Records supplied section start
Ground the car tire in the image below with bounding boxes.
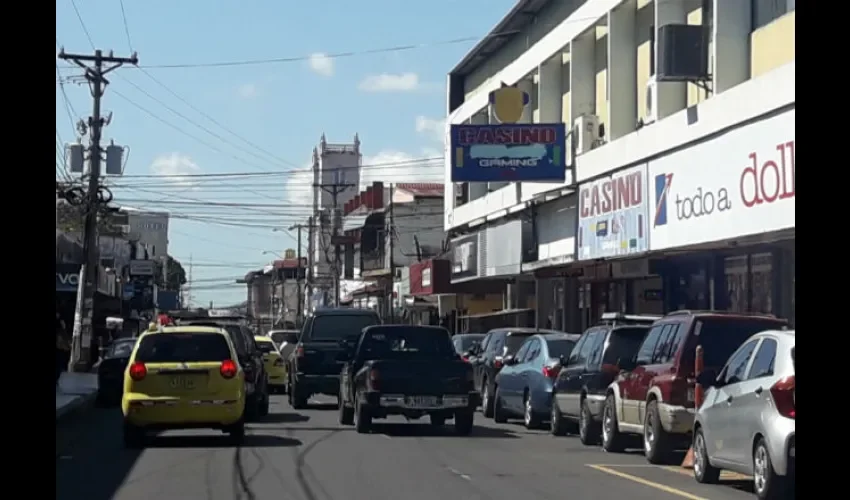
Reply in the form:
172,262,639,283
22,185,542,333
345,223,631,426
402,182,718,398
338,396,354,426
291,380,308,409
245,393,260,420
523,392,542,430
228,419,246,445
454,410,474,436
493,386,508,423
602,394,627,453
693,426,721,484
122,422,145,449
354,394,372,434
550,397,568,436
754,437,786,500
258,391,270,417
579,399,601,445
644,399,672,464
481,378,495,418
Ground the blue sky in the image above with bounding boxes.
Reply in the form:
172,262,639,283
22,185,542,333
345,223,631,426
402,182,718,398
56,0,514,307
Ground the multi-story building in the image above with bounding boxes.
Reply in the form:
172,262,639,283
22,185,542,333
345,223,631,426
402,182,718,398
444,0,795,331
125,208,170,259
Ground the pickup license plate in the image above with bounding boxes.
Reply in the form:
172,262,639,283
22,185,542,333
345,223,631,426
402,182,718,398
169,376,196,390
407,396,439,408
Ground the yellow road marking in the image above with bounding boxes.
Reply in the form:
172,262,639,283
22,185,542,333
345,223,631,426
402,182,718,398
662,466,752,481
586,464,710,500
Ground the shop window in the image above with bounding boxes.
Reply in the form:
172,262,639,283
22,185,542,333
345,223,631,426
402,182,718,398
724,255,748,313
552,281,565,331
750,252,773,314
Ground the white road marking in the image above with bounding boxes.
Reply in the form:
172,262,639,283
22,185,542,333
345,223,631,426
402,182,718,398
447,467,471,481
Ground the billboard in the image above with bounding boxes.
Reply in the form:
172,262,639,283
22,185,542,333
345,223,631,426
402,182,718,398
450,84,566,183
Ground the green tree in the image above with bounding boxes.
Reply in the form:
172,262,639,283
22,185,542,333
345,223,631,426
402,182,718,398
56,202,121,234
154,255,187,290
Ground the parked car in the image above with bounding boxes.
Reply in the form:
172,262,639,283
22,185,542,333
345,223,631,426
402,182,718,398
Records supplied section end
:: Activity ::
What is needed is every entry above, repeated exactly, with the pictures dropped.

:: Answer space ::
Ground the car tire in the image below with bounding boxes.
Reply in the form:
172,262,639,283
22,185,542,333
345,223,631,426
402,182,718,398
338,396,354,426
291,380,308,409
245,393,260,420
523,392,542,430
228,419,246,445
454,410,474,436
493,386,508,423
602,394,627,453
693,426,721,484
122,422,145,449
354,394,372,434
550,397,568,436
754,437,786,500
258,391,270,417
579,399,601,445
644,399,672,464
481,378,495,418
Ground the blue sky in the image above with bounding boxes.
Reply in the form:
172,262,639,283
22,185,542,333
345,223,631,426
402,182,718,398
56,0,514,307
Ground the multi-story building in the image above with bounding boxes.
Reply in the form:
172,262,639,283
22,185,542,333
345,223,631,426
402,182,718,398
444,0,795,331
125,208,170,259
Ground the pickup license plate in the image above with bounding boxes.
Reply in the form:
172,262,639,283
22,185,542,333
345,223,631,426
402,182,718,398
169,376,196,390
407,396,439,408
Ground the yellow road marking in the image above with bounding boxes.
Reply in the form:
172,262,639,283
22,185,542,333
345,223,631,426
402,182,718,398
662,466,752,481
586,464,710,500
Ground the shop window in the image above with bounding boxes.
Reply in the form:
172,262,639,283
22,185,542,333
345,223,631,426
402,182,718,398
724,255,748,313
552,281,565,331
750,252,773,314
Ground the white road marking in the image above with bounding boxes.
Reply in the form:
172,262,639,283
22,185,542,333
345,223,631,426
402,182,718,398
447,467,471,481
Ground the billboard in the image above with bounding boxes.
Reply in the form:
172,262,639,283
22,185,542,333
345,223,631,426
402,182,718,398
450,84,566,183
Ground the green tree in the image above with bounding boxes.
Reply in the form:
172,262,639,283
22,185,542,333
345,223,631,426
402,182,718,398
56,202,121,234
154,255,187,290
Ground the parked car in the image above with bounding boxes.
Reply in the form:
172,262,639,283
22,185,542,333
345,223,631,426
402,182,718,398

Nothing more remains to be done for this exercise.